"""

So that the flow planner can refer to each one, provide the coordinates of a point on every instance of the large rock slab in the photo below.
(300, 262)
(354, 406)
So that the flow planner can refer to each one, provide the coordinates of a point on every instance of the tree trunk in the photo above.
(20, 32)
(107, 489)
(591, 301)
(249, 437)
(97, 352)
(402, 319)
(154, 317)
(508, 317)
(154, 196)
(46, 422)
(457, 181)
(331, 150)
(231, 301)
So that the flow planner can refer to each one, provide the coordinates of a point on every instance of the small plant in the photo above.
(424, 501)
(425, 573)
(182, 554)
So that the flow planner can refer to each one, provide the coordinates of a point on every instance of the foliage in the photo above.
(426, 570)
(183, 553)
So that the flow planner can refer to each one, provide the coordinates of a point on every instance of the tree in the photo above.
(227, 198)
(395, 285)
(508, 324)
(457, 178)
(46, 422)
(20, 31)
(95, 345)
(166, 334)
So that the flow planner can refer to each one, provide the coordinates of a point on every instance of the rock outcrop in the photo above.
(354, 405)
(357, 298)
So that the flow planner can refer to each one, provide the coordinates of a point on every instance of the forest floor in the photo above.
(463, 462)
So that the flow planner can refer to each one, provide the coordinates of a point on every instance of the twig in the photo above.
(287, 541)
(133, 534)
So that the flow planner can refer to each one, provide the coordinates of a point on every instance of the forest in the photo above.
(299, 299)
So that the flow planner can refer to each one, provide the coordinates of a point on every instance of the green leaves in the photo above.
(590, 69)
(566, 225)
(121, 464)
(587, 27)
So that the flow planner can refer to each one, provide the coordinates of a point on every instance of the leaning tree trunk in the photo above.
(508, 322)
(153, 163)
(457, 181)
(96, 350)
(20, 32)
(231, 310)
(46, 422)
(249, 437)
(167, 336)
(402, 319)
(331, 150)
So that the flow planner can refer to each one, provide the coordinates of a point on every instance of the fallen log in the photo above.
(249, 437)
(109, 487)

"""

Could you turn all of the records above into a two-column CSV with the headers "instruction" and "coordinates", one row per record, putting each record's text and its answer in their own quoted fields with line breaks replaced by spaces?

instruction,coordinates
"So that the flow planner can refer to each one, provide the coordinates of a point on every instance of the large rock slab in the photo below.","(300, 262) (354, 406)"
"So that the flow planner can refer to each one, provide the coordinates of a point on every instance of the tree trunk in the photo above.","(20, 32) (107, 489) (591, 301) (249, 437) (97, 352) (402, 319) (154, 317) (508, 317) (154, 196) (46, 422) (457, 181) (331, 150) (231, 301)"
"So that the flow planner can refer to each one, provide the coordinates of a point on every instance of the small plant in the photo above.","(424, 501) (425, 573) (182, 554)"
"So that the flow planner can refer to each one, provide the coordinates of a point on every instance of the foliage in the photo above.","(426, 570) (183, 553)"
"So that the flow planner can refer to each one, provide the coordinates of a point on every instance of the tree in the photo above.","(227, 198) (395, 285) (508, 324) (457, 178) (46, 422) (20, 31) (95, 345) (166, 334)"
"So that the flow planner can refer to each one, provide the coordinates of a point on every instance of the rock outcrop in the photo above.","(354, 405) (357, 298)"
"So that the flow planner can refer to each one, provide the coordinates of a point on every instance of the forest floor in the photo above.","(463, 462)"
"So that the flow planner can refer to each one, provide the coordinates of a point on every instance of the twig in the photo above.","(287, 541) (133, 534)"
"So that the flow planner can refer to each one, provide the coordinates of a point on every instance of the forest in the photo above.","(299, 299)"
"So that the flow planner can refer to each one, provide the coordinates of a point on every instance of the green leaves in the photo above.","(590, 69) (566, 225) (121, 464) (587, 27)"
"So that the flow planner can refer to each one, provide the coordinates of a point on every instance of the leaning tree trunk in the photo above.","(508, 322) (153, 163) (457, 181) (96, 350) (20, 32) (231, 310) (46, 422) (249, 437) (167, 336) (402, 319) (331, 150)"
"So that the flow planner can refer to each one, provide the coordinates of a point on every instance of the fallen log in the photo above.","(249, 437) (109, 487)"